▸ **Your goal**
Return, exactly as written, every line from the first line of the data below through the line that contains "Provide the location of each instance of the green leafy".

▸ **Extracted records**

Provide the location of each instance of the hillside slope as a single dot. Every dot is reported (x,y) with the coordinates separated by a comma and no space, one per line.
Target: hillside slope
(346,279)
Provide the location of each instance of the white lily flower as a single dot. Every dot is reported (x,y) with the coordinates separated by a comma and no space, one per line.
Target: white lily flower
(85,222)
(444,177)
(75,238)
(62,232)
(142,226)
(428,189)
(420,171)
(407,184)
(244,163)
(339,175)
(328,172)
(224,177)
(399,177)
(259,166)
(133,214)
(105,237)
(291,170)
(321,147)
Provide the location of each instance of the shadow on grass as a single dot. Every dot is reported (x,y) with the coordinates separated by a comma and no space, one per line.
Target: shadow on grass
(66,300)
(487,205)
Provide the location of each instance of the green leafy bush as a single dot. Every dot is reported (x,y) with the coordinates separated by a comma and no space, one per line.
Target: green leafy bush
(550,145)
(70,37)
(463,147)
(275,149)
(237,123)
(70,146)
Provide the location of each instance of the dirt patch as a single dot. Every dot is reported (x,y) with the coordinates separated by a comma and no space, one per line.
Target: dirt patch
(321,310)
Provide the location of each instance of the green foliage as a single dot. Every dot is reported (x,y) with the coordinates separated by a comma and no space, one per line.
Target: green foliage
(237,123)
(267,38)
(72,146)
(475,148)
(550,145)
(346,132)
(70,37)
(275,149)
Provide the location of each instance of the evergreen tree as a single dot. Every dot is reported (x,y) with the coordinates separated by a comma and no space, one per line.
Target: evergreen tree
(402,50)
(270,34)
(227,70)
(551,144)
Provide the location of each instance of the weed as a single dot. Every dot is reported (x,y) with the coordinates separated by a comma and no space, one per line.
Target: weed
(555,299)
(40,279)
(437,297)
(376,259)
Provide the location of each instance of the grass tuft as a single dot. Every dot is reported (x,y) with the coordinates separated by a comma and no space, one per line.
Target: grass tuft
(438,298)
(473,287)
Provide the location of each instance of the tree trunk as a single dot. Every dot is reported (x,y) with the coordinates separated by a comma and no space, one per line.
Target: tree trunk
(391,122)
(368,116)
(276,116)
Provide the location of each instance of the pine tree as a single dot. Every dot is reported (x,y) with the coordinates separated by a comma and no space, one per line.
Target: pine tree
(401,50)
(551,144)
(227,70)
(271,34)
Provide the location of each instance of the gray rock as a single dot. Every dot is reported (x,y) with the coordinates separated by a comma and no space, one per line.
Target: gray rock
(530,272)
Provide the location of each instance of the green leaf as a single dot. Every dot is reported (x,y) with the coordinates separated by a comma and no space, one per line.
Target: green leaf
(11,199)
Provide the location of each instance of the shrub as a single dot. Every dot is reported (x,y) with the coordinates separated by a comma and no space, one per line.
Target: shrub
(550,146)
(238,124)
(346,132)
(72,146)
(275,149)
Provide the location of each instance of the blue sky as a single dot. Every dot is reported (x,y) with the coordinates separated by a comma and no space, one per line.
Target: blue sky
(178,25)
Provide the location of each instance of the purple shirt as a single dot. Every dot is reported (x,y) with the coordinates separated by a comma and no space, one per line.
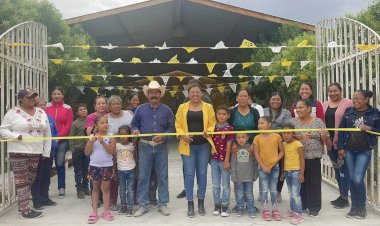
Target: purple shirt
(153,120)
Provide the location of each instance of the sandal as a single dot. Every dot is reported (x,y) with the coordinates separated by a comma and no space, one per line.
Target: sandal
(92,218)
(107,215)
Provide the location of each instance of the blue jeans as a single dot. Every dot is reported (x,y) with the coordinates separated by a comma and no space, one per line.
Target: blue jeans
(357,164)
(127,184)
(268,182)
(150,156)
(196,162)
(220,177)
(294,188)
(60,163)
(245,188)
(341,173)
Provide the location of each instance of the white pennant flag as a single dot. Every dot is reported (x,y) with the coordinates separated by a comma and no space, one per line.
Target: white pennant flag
(118,60)
(233,87)
(304,63)
(110,46)
(227,73)
(230,66)
(276,49)
(80,88)
(192,61)
(256,79)
(266,64)
(288,79)
(162,47)
(165,79)
(220,45)
(56,45)
(155,61)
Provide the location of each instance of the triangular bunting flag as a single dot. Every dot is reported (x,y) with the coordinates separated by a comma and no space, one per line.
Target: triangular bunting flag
(243,84)
(286,63)
(135,60)
(247,44)
(57,61)
(165,79)
(192,61)
(230,65)
(87,78)
(227,73)
(220,45)
(265,64)
(210,67)
(109,46)
(173,60)
(56,45)
(288,79)
(271,78)
(233,87)
(304,63)
(247,64)
(256,79)
(190,49)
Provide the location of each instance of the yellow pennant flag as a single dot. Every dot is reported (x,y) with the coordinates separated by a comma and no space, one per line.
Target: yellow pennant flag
(247,64)
(286,63)
(85,47)
(87,78)
(150,78)
(135,60)
(247,44)
(364,47)
(302,44)
(210,67)
(96,89)
(57,61)
(190,49)
(173,60)
(303,77)
(97,60)
(271,78)
(244,84)
(172,92)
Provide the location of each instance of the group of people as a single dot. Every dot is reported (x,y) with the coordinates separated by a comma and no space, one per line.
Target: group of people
(234,141)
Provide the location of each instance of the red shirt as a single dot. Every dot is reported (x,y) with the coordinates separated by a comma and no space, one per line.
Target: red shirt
(220,141)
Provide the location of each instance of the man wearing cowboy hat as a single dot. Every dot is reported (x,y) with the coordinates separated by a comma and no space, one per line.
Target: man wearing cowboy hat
(153,118)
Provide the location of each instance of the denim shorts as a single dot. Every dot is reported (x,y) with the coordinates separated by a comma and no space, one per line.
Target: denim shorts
(100,173)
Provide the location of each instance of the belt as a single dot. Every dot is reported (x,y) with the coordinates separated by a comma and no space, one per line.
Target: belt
(150,142)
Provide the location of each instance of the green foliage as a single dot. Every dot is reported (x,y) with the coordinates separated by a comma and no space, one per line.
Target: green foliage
(13,12)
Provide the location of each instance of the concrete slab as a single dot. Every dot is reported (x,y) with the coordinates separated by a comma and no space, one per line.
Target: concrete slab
(71,211)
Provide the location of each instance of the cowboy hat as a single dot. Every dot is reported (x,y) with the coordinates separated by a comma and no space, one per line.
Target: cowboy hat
(154,85)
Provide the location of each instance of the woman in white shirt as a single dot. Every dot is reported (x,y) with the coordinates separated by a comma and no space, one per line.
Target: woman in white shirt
(20,122)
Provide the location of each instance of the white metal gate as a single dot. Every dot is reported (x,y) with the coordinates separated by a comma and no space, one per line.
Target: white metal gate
(23,64)
(340,60)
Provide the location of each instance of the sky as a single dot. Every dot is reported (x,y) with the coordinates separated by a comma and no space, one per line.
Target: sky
(307,11)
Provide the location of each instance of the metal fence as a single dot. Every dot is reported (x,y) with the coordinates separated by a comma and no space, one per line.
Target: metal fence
(345,63)
(23,64)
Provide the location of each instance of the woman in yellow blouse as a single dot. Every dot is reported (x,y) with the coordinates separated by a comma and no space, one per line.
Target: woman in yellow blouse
(195,116)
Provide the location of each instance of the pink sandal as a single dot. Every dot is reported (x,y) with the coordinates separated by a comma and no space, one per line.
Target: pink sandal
(93,218)
(107,215)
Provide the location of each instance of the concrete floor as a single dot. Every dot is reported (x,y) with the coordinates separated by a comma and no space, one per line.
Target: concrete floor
(72,211)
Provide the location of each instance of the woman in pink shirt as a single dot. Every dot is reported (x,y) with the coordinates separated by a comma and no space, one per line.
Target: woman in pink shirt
(63,117)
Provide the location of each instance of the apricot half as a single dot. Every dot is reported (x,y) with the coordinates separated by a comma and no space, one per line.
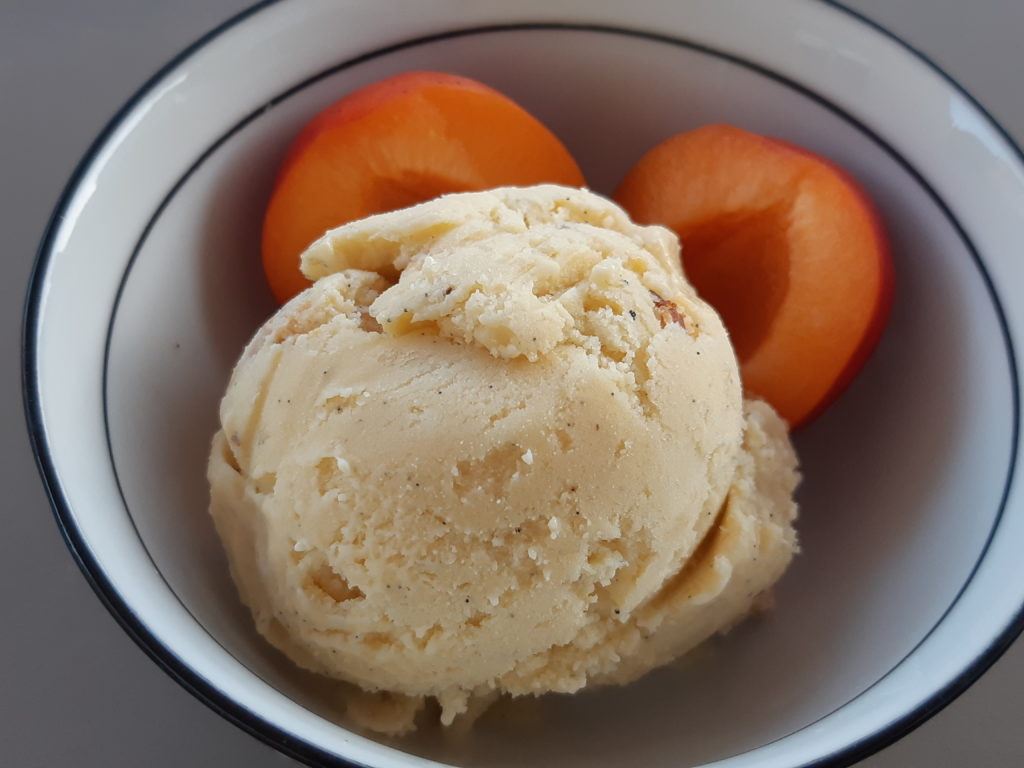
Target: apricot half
(395,142)
(784,245)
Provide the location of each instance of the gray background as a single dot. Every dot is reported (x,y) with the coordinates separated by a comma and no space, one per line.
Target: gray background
(74,689)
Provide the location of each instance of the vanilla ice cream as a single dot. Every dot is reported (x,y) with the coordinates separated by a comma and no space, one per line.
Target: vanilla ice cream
(500,445)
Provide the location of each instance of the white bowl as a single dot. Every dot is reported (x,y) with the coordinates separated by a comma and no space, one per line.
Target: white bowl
(910,583)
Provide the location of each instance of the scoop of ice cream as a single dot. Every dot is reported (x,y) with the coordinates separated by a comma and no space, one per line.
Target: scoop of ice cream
(500,445)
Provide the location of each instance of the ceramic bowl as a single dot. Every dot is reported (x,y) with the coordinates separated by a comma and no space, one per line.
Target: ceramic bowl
(910,582)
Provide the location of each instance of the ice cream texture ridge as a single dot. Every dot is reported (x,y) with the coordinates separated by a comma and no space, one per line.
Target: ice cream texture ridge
(500,446)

▸ **Solution for this problem**
Provide the location of each instance of the hillside slope as a single dot. Every dot is reported (x,y) with the coordinates separated by a comma and no space, one per line.
Target: hillside slope
(346,279)
Provide the location of each instance of the white lily flower as a single dot. Every dot is reported (x,y) with the coordinates separated by a comma and no space, one per line.
Target: white lily flower
(85,222)
(444,177)
(75,238)
(62,232)
(142,226)
(428,189)
(420,171)
(407,184)
(244,163)
(339,175)
(328,172)
(224,177)
(399,177)
(259,166)
(133,214)
(105,237)
(291,170)
(321,147)
Provide the location of each instance of the shadow on grass as a single dot. Every dot is reported (x,y) with the coordinates separated by a comma and no space, one per line.
Target: shadow on grass
(66,300)
(487,205)
Provide the location of each instance of the green leafy bush as a single dot. Every dot is reported (x,y) with the coordinates separated by a comma and no space, one per line.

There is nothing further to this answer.